[Records from a data source]
* * *
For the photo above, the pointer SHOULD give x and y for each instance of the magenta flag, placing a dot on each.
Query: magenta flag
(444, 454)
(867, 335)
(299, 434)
* * *
## STATED GOAL:
Turn the lines of the items above into a numbered list, leaving out any blank lines.

## WRITTEN REPLY:
1. For the photo above, the pointer SHOULD give x and y for each instance of the magenta flag, placing a dot on each.
2. Query: magenta flag
3. (444, 454)
4. (867, 335)
5. (299, 434)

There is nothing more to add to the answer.